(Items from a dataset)
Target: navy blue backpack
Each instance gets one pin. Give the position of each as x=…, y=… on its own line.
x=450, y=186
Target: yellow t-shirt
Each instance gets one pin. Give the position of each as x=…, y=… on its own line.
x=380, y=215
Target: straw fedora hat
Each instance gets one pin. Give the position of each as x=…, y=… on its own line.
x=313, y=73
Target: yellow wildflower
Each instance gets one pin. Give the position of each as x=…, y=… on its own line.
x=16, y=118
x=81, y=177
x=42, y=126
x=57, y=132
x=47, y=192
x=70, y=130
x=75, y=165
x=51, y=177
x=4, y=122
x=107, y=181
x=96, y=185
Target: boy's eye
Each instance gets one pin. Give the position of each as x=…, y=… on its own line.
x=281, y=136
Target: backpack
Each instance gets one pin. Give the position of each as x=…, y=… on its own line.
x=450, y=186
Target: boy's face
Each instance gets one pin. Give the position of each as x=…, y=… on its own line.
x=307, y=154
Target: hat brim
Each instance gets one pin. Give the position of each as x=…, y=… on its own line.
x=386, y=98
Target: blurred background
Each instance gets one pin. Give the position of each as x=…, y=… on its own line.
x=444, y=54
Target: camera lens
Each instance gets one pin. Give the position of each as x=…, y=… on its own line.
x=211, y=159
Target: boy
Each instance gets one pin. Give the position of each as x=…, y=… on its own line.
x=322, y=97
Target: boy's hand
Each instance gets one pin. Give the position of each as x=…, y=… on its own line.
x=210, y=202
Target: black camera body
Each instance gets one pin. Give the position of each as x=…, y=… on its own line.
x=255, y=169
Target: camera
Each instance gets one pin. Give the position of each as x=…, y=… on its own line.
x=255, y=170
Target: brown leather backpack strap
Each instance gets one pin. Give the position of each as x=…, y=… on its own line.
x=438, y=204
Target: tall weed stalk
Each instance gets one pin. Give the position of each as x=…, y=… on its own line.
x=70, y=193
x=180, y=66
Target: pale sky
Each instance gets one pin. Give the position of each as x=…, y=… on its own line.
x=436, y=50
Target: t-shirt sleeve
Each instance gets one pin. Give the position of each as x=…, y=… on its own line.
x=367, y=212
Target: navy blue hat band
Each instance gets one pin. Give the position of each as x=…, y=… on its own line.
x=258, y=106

Directions: Arrange the items above as a two-column CSV with the headers text and answer, giving each item its own row. Place each item's text and its answer in a single quoted field, replacing any line breaks with spaces.

Task result:
text,answer
"Target: navy blue backpack Each instance gets one pin. Give the position of each as x=…, y=… on its own line.","x=450, y=186"
"Target: yellow t-shirt Each instance gets one pin. Give the position of each as x=…, y=… on its own line.","x=380, y=215"
"Target: straw fedora hat Each instance gets one pin. Give the position of each as x=…, y=… on its own line.","x=313, y=73"
"Target: yellow wildflower Each instance gets one pin. Give the position of each as x=…, y=… on its own line.","x=16, y=118 x=81, y=177 x=42, y=126 x=57, y=132 x=47, y=192 x=70, y=130 x=75, y=165 x=51, y=177 x=4, y=122 x=107, y=181 x=96, y=185"
"Target: boy's eye Each instance gets one pin. Give the position of each as x=…, y=… on its own line.","x=281, y=136"
"Target: backpack Each instance gets one pin. Give the position of each as x=…, y=… on its own line.","x=450, y=186"
"Target: boy's face Each instance gets one pin. Give the position of each as x=…, y=… on its own line.","x=307, y=154"
"Target: hat brim Each instance gets one pin. Give the position of each as x=…, y=… on its own line.","x=386, y=98"
"Target: blurred background Each instance gets one pin. Give the position of each as x=…, y=… on its own line.","x=444, y=54"
"Target: camera lens Each instance gets one pin. Give the position of each as x=…, y=… on its own line.","x=211, y=159"
"Target: boy Each instance gets one pin. Give the position of each as x=…, y=… on its own line.","x=322, y=97"
"Target: boy's hand Each instance gets one pin. Give the position of each as x=…, y=… on its own line.","x=210, y=202"
"Target: black camera body Each instance gets one pin. Give the position of each as x=…, y=… on its own line.","x=255, y=169"
"Target: camera Each instance gets one pin. Give the position of each as x=…, y=… on its own line.","x=255, y=170"
"Target: brown leather backpack strap Each instance gets one pin. Give the position of each as x=…, y=… on its own line.","x=438, y=204"
"Target: tall weed stalk Each instance gets one pin. Give the position of each as x=…, y=… on its own line.","x=70, y=193 x=180, y=66"
"Target: pale sky Each instance gets one pin. Give the position of each as x=…, y=… on its own line.","x=436, y=50"
"Target: t-shirt sleeve Each instance gets one pin. Give the position of each as x=…, y=… on its own line.","x=367, y=212"
"Target: navy blue hat band Each instance gets one pin. Give the position of each as x=…, y=… on its own line.","x=258, y=106"